SET TASK:
Reproduce the following records line for line, without any alteration, from the first record through the last.

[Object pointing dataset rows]
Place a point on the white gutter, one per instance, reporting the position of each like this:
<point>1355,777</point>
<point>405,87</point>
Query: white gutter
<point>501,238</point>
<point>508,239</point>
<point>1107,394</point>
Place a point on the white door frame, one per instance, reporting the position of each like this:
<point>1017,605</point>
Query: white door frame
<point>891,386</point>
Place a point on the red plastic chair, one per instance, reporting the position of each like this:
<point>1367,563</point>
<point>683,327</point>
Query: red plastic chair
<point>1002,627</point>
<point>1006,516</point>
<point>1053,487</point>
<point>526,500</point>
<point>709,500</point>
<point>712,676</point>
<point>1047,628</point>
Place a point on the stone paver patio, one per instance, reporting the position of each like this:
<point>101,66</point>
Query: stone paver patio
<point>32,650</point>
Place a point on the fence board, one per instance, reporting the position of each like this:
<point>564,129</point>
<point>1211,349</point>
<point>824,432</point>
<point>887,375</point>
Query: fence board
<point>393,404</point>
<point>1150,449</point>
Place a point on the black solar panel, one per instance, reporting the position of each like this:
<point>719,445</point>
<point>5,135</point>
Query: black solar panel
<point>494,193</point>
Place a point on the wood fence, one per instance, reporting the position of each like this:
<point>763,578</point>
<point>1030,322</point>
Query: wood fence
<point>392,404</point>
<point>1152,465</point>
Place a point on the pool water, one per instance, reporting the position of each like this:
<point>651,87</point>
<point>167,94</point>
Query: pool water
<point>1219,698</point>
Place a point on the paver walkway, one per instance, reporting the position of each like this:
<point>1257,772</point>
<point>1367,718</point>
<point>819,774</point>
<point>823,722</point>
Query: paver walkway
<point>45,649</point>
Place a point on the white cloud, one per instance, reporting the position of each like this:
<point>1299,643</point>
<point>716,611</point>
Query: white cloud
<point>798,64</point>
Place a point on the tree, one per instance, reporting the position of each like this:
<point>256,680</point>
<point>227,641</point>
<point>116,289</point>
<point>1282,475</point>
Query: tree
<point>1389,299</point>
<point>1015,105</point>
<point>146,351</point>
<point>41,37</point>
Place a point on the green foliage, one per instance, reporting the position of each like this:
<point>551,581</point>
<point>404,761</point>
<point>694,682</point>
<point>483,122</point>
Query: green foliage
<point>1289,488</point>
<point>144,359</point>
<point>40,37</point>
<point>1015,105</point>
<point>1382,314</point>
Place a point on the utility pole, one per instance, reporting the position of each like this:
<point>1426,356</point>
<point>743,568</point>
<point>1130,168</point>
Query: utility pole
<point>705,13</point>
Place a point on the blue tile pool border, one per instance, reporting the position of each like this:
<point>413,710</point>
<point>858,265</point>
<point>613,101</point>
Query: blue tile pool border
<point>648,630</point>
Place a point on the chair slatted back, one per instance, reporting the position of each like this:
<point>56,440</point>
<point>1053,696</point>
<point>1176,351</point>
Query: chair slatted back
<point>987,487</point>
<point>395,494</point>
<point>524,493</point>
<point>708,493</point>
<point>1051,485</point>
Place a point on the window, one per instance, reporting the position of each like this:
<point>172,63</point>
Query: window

EXERCISE RESPONSE:
Place a point on the white gutter, one per instance, reporting the position of each like this:
<point>1355,777</point>
<point>405,87</point>
Query: white gutter
<point>501,238</point>
<point>508,239</point>
<point>1107,394</point>
Place a point on the white door frame, one per instance, reporting the position of each like this:
<point>1017,605</point>
Query: white door frame
<point>891,386</point>
Place a point on the red plastic chair, one per instance, reporting the position of each like this:
<point>1367,563</point>
<point>683,327</point>
Query: red plastic chair
<point>1002,627</point>
<point>1006,516</point>
<point>1053,487</point>
<point>526,500</point>
<point>709,500</point>
<point>712,676</point>
<point>1047,628</point>
Place a point on the stone paver patio, one per instance, reporting the position of each like this:
<point>101,66</point>
Query: stone paver patio
<point>32,650</point>
Place a point on the fence board, one per instance, reporting the position of each like this:
<point>564,129</point>
<point>1211,349</point>
<point>824,432</point>
<point>887,375</point>
Query: fence board
<point>393,404</point>
<point>1150,449</point>
Place a point on the black solar panel, one per instance, reporting the position of each like this:
<point>719,445</point>
<point>5,135</point>
Query: black solar panel
<point>494,193</point>
Place a point on the wood fence, one per instance, reporting the position of each like this:
<point>763,578</point>
<point>1030,322</point>
Query: wood fence
<point>392,404</point>
<point>1152,465</point>
Place a point on the pool water, one per instance, reporting the position of each like this:
<point>651,87</point>
<point>167,94</point>
Query: pool water
<point>1219,698</point>
Place a point on the paver walkway, one per instance, reporting the position of each like this:
<point>1257,772</point>
<point>1367,718</point>
<point>819,774</point>
<point>823,722</point>
Query: paver walkway
<point>45,649</point>
Place a point on the white cloud, one per instance, reporting the position of each like this:
<point>1299,643</point>
<point>716,611</point>
Query: white cloud
<point>798,64</point>
Place a point on the tree, one per instance, reporting the position of each like this:
<point>256,680</point>
<point>227,641</point>
<point>116,289</point>
<point>1282,475</point>
Query: tree
<point>1389,299</point>
<point>1015,105</point>
<point>146,351</point>
<point>41,37</point>
Place a point on the green foliage, one per instance, reporting the position of each like this:
<point>551,581</point>
<point>404,761</point>
<point>694,682</point>
<point>483,122</point>
Query: green foliage
<point>1289,488</point>
<point>144,359</point>
<point>40,37</point>
<point>1015,105</point>
<point>1382,314</point>
Place a point on the utility pole, one per instance, reporting the position of each like this:
<point>1426,356</point>
<point>743,568</point>
<point>1130,168</point>
Query: utility pole
<point>705,13</point>
Place a point on the blue tile pool border, one per instance, reporting the position of each like this:
<point>413,710</point>
<point>858,265</point>
<point>613,101</point>
Query: blue tile pool border
<point>648,630</point>
Place a point on the chair slatted back, one per instance, reporting the position of each like this:
<point>56,440</point>
<point>1053,696</point>
<point>1176,351</point>
Query: chair slatted back
<point>987,487</point>
<point>395,494</point>
<point>524,493</point>
<point>708,493</point>
<point>1051,485</point>
Place a point on the window, one per instance, reporting the position of each like this:
<point>172,63</point>
Query: window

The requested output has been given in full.